──────── Recorded information ────────

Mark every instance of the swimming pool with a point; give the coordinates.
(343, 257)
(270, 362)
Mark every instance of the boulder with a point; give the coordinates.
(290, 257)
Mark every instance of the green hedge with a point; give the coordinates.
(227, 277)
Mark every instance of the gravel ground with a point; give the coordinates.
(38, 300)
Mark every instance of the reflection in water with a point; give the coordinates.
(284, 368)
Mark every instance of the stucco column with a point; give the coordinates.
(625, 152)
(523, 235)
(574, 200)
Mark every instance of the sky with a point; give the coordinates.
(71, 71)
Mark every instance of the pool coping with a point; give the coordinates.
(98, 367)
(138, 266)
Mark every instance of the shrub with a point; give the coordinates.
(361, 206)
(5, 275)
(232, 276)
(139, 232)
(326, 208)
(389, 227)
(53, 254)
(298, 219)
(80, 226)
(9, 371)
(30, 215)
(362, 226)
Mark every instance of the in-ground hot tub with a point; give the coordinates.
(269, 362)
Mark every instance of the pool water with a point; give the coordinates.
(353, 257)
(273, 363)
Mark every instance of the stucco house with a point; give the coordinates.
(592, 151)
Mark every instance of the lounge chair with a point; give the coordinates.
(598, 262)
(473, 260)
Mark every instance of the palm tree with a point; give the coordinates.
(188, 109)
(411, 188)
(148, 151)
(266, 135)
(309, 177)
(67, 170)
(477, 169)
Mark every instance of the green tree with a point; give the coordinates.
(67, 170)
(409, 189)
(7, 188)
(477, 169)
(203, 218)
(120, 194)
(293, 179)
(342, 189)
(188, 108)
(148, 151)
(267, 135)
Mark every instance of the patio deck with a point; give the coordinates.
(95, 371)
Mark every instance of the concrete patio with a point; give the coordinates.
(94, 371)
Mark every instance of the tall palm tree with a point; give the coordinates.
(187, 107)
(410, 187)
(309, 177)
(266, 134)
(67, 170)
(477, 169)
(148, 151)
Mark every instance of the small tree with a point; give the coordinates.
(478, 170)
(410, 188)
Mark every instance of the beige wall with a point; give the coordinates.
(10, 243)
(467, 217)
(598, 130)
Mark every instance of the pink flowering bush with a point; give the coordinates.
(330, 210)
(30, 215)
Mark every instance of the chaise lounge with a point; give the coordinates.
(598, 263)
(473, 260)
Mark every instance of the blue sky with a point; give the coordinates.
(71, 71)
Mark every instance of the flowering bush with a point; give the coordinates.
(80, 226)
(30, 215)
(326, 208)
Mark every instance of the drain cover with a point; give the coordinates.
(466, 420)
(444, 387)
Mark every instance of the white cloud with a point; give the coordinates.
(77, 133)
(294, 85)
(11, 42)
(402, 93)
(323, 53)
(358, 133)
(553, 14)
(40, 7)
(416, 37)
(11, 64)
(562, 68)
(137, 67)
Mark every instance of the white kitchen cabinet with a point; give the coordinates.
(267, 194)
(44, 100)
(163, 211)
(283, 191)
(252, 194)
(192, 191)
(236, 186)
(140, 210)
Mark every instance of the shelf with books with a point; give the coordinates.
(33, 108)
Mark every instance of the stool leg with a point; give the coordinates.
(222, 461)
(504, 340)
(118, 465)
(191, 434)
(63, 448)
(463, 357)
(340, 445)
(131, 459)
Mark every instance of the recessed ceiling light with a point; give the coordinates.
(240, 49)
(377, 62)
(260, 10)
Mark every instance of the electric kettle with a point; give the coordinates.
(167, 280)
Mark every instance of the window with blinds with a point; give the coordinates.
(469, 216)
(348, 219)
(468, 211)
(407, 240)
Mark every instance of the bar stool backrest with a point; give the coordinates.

────────

What you are asked to do ::
Arrange all the lines of the entries above as a numbered list, leaving out any blank lines.

Task answer ::
1. Mark every instance of the swimming pool with a point; give the coordinates.
2. (343, 257)
3. (270, 362)
4. Mark every instance of the boulder with a point; give the coordinates.
5. (290, 257)
6. Mark every instance of the green hedge with a point; give the coordinates.
7. (227, 277)
8. Mark every instance of the gravel ground with a point; give the coordinates.
9. (38, 300)
10. Mark every instance of the reflection in water with a point; give the coordinates.
11. (284, 368)
12. Mark every instance of the stucco column with a point; give the coordinates.
13. (625, 152)
14. (523, 235)
15. (574, 200)
16. Mark every instance of the sky with a point; give the coordinates.
17. (71, 71)
18. Mark every instance of the pool coping with a point; give the coordinates.
19. (98, 367)
20. (138, 266)
21. Mark every instance of the shrub with a point; give the coordinates.
22. (361, 206)
23. (5, 275)
24. (232, 276)
25. (139, 232)
26. (326, 208)
27. (389, 227)
28. (53, 254)
29. (298, 219)
30. (80, 226)
31. (9, 371)
32. (30, 215)
33. (362, 226)
34. Mark every instance of the in-ground hot tub with a point; give the coordinates.
35. (269, 362)
36. Mark every instance of the pool water with a point; give the coordinates.
37. (353, 257)
38. (273, 363)
39. Mark every instance of the stucco house with a point; give the coordinates.
40. (592, 151)
41. Mark every instance of the lounge chair with a point; give the coordinates.
42. (598, 262)
43. (473, 260)
44. Mark every instance of the palm tree with a point; give the coordinates.
45. (188, 109)
46. (411, 188)
47. (148, 151)
48. (266, 135)
49. (309, 177)
50. (67, 170)
51. (477, 169)
52. Mark every instance of the green tree with a point; give the coordinates.
53. (67, 170)
54. (409, 189)
55. (7, 188)
56. (477, 169)
57. (203, 218)
58. (120, 194)
59. (293, 179)
60. (342, 189)
61. (188, 108)
62. (148, 151)
63. (267, 135)
64. Mark every instance of the patio deck with a point; give the coordinates.
65. (95, 371)
66. Mark every instance of the concrete patio with a point; give the coordinates.
67. (94, 371)
68. Mark every instance of the tall palm tree with a point; give the coordinates.
69. (187, 107)
70. (410, 187)
71. (309, 177)
72. (266, 134)
73. (67, 170)
74. (477, 169)
75. (148, 151)
76. Mark every instance of the small tree with a point; give the coordinates.
77. (478, 170)
78. (410, 188)
79. Mark every instance of the beige wall with a point; give the coordinates.
80. (10, 243)
81. (467, 217)
82. (598, 130)
83. Mark every instance of the pink flowering bush with a point; give the coordinates.
84. (330, 210)
85. (30, 215)
86. Mark every instance of the chaise lounge with a point; give the coordinates.
87. (598, 263)
88. (473, 260)
89. Mark every instance of the blue sky with a point; give the coordinates.
90. (71, 71)
91. Mark every instance of the flowering bush with a point; give the coordinates.
92. (80, 226)
93. (30, 215)
94. (326, 208)
95. Mark every instance of the drain cover with a point; give the coordinates.
96. (466, 420)
97. (444, 387)
98. Mark every instance of the white cloud with a point; give the coordinates.
99. (77, 133)
100. (294, 85)
101. (11, 42)
102. (402, 93)
103. (323, 53)
104. (358, 133)
105. (553, 14)
106. (40, 7)
107. (416, 37)
108. (11, 64)
109. (562, 68)
110. (137, 67)
111. Mark every instance of the white kitchen cabinet with a point; give the coordinates.
112. (267, 194)
113. (44, 100)
114. (163, 211)
115. (283, 191)
116. (252, 194)
117. (192, 191)
118. (236, 186)
119. (140, 210)
120. Mark every instance of the shelf with books with a point; give the coordinates.
121. (33, 108)
122. Mark every instance of the stool leg with a point; give the coordinates.
123. (222, 461)
124. (504, 340)
125. (118, 465)
126. (191, 434)
127. (63, 448)
128. (463, 357)
129. (340, 445)
130. (131, 459)
131. Mark every instance of the recessed ceiling light with a point; give the coordinates.
132. (240, 49)
133. (377, 62)
134. (260, 10)
135. Mark every instance of the electric kettle with a point; give the coordinates.
136. (167, 280)
137. Mark every instance of the window with blinds with a point; give the coordinates.
138. (469, 216)
139. (348, 219)
140. (468, 211)
141. (407, 240)
142. Mark every instance of the bar stool backrest with a point; give the coordinates.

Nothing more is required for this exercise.